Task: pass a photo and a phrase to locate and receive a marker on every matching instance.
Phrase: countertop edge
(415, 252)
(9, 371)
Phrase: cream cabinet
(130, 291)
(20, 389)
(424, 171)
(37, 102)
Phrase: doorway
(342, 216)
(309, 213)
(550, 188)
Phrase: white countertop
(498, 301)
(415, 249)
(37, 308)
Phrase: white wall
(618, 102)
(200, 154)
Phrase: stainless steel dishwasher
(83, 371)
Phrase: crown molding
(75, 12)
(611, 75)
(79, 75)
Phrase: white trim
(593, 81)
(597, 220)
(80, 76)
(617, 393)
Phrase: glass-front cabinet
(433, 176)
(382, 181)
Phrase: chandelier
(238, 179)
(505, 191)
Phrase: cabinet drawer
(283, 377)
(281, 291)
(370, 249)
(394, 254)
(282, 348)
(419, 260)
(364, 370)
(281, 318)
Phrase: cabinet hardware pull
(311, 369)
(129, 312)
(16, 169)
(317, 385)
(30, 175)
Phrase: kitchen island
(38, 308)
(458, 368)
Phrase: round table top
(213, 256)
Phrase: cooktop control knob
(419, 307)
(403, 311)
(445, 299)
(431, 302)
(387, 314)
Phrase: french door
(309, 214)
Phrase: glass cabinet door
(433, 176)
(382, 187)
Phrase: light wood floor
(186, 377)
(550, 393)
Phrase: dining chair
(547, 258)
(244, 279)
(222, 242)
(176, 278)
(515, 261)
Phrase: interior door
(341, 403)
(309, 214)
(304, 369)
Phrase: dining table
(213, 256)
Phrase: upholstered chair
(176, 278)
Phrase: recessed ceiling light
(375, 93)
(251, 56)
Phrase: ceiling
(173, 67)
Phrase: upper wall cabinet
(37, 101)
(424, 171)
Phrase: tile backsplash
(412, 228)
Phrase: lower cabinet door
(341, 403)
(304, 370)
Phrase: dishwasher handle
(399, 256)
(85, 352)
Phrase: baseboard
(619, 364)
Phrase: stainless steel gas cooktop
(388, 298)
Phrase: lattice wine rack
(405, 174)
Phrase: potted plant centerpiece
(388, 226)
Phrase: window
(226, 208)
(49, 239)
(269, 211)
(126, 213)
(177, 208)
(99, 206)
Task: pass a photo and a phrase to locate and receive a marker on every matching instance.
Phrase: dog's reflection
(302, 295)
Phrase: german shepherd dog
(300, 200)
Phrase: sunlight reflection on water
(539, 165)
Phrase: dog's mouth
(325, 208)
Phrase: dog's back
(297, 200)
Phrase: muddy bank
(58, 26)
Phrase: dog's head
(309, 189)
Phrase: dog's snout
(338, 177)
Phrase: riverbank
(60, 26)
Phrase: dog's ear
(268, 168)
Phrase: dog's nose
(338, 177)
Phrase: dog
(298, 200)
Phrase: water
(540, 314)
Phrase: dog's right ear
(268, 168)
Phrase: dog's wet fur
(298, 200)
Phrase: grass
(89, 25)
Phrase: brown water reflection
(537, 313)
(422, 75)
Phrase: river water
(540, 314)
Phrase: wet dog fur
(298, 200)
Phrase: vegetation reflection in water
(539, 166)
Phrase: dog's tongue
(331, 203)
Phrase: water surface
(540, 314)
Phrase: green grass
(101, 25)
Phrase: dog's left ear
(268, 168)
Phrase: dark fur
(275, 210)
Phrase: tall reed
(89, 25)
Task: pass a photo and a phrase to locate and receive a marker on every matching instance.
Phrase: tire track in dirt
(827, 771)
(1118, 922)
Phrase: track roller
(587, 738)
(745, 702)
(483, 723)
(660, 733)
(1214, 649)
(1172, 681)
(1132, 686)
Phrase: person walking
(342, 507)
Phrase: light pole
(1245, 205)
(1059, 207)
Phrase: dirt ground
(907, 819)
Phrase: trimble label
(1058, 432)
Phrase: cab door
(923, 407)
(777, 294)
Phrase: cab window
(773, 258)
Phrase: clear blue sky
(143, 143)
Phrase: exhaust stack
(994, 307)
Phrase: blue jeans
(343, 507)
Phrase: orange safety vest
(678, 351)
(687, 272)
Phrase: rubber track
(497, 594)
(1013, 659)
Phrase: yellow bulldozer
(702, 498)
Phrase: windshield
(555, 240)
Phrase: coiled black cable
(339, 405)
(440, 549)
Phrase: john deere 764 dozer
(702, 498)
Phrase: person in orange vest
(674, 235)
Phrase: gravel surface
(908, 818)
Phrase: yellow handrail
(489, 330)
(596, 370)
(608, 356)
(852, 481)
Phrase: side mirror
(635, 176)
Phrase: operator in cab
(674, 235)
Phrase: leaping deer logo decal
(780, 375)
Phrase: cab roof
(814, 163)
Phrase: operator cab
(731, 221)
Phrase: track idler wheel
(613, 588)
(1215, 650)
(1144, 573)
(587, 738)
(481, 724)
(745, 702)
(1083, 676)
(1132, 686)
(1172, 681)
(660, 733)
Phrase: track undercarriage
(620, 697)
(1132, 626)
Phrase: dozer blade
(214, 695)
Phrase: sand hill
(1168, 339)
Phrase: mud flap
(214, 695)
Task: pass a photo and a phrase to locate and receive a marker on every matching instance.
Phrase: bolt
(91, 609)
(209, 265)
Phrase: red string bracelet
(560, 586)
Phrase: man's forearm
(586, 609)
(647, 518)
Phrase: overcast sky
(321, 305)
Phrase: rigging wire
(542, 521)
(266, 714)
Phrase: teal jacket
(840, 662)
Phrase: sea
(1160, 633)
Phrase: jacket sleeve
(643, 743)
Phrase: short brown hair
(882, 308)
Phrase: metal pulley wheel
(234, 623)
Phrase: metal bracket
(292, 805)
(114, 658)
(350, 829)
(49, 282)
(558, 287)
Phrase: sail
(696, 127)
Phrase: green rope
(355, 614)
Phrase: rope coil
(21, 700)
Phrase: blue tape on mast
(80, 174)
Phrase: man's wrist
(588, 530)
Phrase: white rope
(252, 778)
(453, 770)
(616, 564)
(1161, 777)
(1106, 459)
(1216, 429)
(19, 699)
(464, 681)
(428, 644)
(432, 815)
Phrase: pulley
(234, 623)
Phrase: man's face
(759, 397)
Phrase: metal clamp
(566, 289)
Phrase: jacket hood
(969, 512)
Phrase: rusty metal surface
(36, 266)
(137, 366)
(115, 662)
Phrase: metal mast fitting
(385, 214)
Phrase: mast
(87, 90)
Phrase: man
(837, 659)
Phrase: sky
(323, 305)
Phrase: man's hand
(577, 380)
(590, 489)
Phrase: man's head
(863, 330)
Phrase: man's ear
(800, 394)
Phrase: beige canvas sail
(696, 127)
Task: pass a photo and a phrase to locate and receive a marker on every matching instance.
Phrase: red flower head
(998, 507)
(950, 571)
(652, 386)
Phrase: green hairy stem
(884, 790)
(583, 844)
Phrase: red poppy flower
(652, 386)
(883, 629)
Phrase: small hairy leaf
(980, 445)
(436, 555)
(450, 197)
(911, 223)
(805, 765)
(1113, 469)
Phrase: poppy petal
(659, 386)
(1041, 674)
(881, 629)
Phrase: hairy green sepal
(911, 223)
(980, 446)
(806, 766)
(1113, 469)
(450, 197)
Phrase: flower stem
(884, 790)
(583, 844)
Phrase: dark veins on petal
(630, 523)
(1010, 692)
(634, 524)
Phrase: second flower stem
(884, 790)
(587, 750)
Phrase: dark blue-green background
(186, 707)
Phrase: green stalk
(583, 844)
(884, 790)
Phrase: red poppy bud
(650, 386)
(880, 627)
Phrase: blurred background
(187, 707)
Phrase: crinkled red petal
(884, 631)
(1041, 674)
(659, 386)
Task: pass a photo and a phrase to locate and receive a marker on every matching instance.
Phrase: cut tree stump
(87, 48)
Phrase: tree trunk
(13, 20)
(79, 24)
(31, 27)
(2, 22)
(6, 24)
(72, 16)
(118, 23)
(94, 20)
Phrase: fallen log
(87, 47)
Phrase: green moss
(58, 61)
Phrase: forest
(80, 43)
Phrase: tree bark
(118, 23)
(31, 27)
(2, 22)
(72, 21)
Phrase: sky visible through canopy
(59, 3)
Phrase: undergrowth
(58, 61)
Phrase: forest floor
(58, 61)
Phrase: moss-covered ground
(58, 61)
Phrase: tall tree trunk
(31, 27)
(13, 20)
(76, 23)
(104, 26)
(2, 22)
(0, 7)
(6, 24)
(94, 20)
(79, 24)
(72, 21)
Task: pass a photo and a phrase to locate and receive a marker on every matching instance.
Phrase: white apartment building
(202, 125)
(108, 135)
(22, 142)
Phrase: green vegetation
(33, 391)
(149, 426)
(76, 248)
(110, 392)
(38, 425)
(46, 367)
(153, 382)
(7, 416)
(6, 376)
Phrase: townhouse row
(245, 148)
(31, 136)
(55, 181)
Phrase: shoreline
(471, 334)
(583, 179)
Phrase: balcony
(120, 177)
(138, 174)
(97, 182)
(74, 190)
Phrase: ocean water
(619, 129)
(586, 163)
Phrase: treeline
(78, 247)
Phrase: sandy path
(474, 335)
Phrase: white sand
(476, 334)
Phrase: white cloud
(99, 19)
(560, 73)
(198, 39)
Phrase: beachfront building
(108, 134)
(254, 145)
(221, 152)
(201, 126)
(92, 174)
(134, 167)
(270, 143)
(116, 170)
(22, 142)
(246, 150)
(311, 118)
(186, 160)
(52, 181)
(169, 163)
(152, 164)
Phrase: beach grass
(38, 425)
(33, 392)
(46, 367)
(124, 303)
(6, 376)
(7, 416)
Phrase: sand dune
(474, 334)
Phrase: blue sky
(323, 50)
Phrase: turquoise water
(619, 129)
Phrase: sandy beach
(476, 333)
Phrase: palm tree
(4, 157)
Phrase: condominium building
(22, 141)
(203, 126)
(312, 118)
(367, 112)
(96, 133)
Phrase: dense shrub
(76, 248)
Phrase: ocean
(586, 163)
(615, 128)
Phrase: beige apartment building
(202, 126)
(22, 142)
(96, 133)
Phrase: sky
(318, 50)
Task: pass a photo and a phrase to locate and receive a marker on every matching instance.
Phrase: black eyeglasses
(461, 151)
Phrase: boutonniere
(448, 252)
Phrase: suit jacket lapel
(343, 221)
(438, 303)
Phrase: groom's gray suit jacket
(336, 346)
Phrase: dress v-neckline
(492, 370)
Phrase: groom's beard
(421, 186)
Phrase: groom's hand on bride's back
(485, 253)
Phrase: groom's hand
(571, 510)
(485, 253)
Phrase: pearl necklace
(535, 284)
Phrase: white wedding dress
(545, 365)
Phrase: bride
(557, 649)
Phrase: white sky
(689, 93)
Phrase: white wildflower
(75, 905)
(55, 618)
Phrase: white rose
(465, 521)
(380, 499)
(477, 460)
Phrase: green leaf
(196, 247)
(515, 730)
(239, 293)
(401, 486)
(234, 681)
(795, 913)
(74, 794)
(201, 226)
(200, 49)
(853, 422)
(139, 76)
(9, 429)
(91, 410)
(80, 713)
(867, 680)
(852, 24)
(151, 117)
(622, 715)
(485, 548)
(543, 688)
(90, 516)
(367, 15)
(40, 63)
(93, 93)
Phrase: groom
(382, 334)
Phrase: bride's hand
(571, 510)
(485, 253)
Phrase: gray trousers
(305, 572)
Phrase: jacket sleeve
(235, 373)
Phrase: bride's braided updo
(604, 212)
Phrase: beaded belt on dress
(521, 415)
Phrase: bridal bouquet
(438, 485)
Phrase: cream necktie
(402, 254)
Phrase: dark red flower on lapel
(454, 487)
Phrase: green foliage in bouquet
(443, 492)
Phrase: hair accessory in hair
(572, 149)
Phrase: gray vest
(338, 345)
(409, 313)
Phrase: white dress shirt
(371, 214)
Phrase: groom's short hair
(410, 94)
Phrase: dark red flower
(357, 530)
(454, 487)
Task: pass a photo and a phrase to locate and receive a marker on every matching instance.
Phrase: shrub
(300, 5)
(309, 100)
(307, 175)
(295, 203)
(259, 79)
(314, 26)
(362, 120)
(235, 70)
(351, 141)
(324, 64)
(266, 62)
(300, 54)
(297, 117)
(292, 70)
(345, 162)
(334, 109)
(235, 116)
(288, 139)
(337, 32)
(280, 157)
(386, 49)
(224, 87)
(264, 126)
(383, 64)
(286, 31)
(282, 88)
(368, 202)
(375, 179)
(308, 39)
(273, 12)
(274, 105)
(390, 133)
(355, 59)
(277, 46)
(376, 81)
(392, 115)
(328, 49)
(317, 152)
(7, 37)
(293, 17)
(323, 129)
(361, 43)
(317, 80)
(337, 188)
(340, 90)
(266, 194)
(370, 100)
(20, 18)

--- WORK REQUIRED ---
In the listing, from the line with "Phrase: dirt ground" to the line with "(1168, 339)", swap "track" for "tread" and give back only those lines, otherwise unchanged.

--- ANSWER FOR THE TASK ---
Phrase: dirt ground
(907, 819)
Phrase: trimble label
(1058, 432)
Phrase: cab door
(923, 407)
(777, 294)
Phrase: cab window
(773, 258)
Phrase: clear blue sky
(143, 143)
Phrase: exhaust stack
(994, 307)
Phrase: blue jeans
(343, 507)
Phrase: orange safety vest
(678, 351)
(687, 272)
Phrase: rubber tread
(497, 594)
(1013, 659)
Phrase: yellow bulldozer
(702, 498)
Phrase: windshield
(555, 240)
Phrase: coiled black cable
(339, 405)
(440, 549)
Phrase: john deere 764 dozer
(702, 498)
Phrase: person in orange vest
(674, 235)
Phrase: gravel surface
(908, 818)
Phrase: yellow handrail
(489, 330)
(596, 370)
(608, 356)
(852, 481)
Phrase: side mirror
(635, 176)
Phrase: operator in cab
(674, 235)
Phrase: leaping deer logo decal
(780, 375)
Phrase: cab roof
(814, 163)
Phrase: operator cab
(731, 221)
Phrase: tread idler wheel
(613, 588)
(1215, 650)
(1144, 573)
(587, 738)
(481, 724)
(745, 702)
(1083, 676)
(1132, 686)
(1172, 681)
(660, 733)
Phrase: tread undercarriage
(620, 697)
(1132, 626)
Phrase: dozer blade
(214, 695)
Phrase: sand hill
(1168, 339)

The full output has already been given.